TEXT UNDER STUDY –
__________________________________________________

New analysis of seafloor sediments has provided scientists with direct evidence of dramatic natural changes in oceanic, atmospheric, climatic and ecological conditions, resolving long-standing controversy around climate change.
Around 56 million years ago a large amount of carbon dioxide was added, by natural means, to the atmosphere. This resulted in major climatic disruption, together with changes in ocean chemistry and marine biology. For years scientists have questioned whether the CO2 emission occurred over a few years (faster than we are releasing CO2 now), or over millennia (slower than today’s emission rates).
This scientific controversy, important for projecting the scale of consequences of human‐driven CO2 emissions, has now been resolved. A detailed study of what are known as ‘biscuits’ in samples from marine mud and clay deposited on the sea floor has been carried out by Professor Paul Pearson from Cardiff University’s School of Earth and Ocean Sciences.
Analysis of seafloor sediments laid down in the geological past provides scientists with direct evidence of dramatic natural changes in oceanic, atmospheric, climatic and ecological conditions, that have, at several times, resulted in worldwide species extinctions. Whilst there is scientific agreement that an asteroid’s impact on Earth around 65 million years ago caused the demise of the dinosaurs and marine life forms such as ammonites, much less is known about the causes and timescale of events around 9 million years later, at the boundary between the Paleocene and Eocene geological epochs.

__________________________________________________

DATASET –
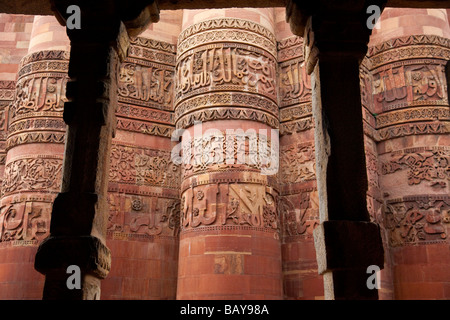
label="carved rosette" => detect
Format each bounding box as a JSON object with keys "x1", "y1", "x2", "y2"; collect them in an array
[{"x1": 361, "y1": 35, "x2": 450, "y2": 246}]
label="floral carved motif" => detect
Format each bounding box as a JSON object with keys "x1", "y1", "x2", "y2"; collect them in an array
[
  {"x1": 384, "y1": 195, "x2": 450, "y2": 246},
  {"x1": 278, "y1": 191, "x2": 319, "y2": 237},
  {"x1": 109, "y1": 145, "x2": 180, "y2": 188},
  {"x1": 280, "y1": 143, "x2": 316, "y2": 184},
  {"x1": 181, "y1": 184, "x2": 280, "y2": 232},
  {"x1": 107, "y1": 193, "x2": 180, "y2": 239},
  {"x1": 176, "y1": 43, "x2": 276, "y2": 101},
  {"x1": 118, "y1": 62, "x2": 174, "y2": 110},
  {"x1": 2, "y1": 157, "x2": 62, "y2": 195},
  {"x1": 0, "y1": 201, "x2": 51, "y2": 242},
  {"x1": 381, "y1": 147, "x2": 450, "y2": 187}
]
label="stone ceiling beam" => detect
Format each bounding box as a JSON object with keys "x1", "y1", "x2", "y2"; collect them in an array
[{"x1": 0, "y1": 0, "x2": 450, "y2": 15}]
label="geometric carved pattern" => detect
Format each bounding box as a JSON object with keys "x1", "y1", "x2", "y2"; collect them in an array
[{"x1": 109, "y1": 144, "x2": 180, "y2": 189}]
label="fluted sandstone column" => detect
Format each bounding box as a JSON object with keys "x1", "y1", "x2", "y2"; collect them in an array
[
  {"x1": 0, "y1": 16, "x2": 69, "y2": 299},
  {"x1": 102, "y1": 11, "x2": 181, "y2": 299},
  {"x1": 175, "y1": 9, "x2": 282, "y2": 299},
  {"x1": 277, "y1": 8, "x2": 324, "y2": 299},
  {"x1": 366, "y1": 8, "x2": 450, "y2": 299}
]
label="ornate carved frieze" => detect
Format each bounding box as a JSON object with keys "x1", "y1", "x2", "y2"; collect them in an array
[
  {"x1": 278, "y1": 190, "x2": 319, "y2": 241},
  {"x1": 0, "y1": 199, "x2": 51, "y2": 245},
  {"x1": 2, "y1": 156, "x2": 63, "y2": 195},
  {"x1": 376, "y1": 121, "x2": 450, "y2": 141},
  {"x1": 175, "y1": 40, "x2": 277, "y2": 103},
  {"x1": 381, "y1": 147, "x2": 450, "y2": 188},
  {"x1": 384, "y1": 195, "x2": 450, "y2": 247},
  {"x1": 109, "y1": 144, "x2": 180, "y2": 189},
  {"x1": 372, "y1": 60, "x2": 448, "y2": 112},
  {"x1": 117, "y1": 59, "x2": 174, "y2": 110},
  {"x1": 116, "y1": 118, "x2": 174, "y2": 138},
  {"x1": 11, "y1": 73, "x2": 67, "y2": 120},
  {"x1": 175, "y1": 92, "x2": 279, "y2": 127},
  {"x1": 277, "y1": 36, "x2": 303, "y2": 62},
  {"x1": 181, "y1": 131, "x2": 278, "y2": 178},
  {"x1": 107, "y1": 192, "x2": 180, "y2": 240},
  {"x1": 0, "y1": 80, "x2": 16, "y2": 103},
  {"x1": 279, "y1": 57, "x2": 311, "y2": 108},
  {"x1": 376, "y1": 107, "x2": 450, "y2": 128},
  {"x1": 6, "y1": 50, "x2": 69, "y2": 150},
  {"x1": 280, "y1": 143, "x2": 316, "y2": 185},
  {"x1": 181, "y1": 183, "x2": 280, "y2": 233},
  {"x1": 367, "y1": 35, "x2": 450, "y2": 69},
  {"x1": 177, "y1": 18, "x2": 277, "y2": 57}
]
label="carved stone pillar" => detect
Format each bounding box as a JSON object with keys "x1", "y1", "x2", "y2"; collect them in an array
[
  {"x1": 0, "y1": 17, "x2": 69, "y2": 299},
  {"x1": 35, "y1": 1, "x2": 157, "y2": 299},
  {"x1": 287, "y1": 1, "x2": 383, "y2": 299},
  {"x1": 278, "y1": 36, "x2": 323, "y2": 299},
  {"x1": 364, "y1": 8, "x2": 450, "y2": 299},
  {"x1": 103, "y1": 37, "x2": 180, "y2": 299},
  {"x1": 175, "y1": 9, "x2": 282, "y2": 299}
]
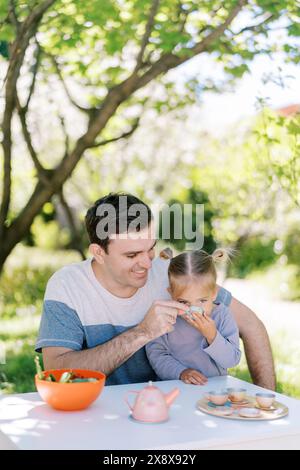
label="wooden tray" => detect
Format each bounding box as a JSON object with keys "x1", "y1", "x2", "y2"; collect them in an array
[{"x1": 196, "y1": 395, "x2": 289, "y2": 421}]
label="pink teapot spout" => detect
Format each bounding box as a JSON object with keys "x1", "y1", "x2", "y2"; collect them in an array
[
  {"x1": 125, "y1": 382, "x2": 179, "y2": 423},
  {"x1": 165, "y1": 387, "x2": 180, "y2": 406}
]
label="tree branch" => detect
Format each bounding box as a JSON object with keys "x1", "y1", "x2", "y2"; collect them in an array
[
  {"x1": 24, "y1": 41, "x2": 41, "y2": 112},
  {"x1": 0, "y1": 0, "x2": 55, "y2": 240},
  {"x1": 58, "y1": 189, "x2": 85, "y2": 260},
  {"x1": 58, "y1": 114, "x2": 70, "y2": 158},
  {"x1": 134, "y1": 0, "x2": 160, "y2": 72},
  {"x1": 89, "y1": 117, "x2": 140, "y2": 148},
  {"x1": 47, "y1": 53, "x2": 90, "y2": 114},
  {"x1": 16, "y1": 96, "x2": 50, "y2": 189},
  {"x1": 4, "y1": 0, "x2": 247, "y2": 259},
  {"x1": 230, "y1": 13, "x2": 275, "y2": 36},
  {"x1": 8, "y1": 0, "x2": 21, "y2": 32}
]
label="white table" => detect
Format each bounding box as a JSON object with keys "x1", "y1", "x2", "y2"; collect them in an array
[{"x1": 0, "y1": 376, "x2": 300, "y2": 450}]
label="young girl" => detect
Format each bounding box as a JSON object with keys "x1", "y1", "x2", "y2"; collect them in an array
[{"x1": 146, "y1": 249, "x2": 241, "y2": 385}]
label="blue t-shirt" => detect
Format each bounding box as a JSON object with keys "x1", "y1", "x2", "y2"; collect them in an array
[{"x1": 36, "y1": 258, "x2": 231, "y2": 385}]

__________________________________________________

WORK REQUIRED – Continue the article on seafloor sediments and the carbon dioxide release of 56 million years ago, starting after its last sentence.

RESPONSE TO THIS EXERCISE –
A crucial issue is whether the layering in sediment cores from New Jersey, reflecting conditions during that period, might be annual. In 2013, a high‐profile publication claimed that it was, hence implying a near‐instantaneous release to the atmosphere of thousands of billions of tonnes of carbon, as either CO2 or methane. Such an interpretation has major implications for our understanding of climate processes and their effects, including the tolerance of marine organisms to very rapid ocean acidification. Other scientists disagreed about the time‐scale of the carbon release, but conclusive evidence one way or another has, until now, been lacking.
Professor Paul Pearson (Cardiff University) suspected that the apparently annual layers were an artefact of the sampling process. Sediment cores are extracted by cylindrical drills, and a combination of spinning and slippage can result in ‘biscuiting’ or ‘discing’, shown by internal cracks or breaks in the core samples. This process has been observed previously, for example in sediment cores obtained from the Deep‐Sea Drilling Project. In the Paleocene‐Eocene boundary cores from New Jersey, around 13 such layers (each 2 ‐ 3 cm thick) occurred over the period of the carbon chemistry changes; re‐examination of the cores by Pearson and his colleague Dr Ellen Thomas (Yale University) showed evidence of concentric grooves characteristic of biscuiting.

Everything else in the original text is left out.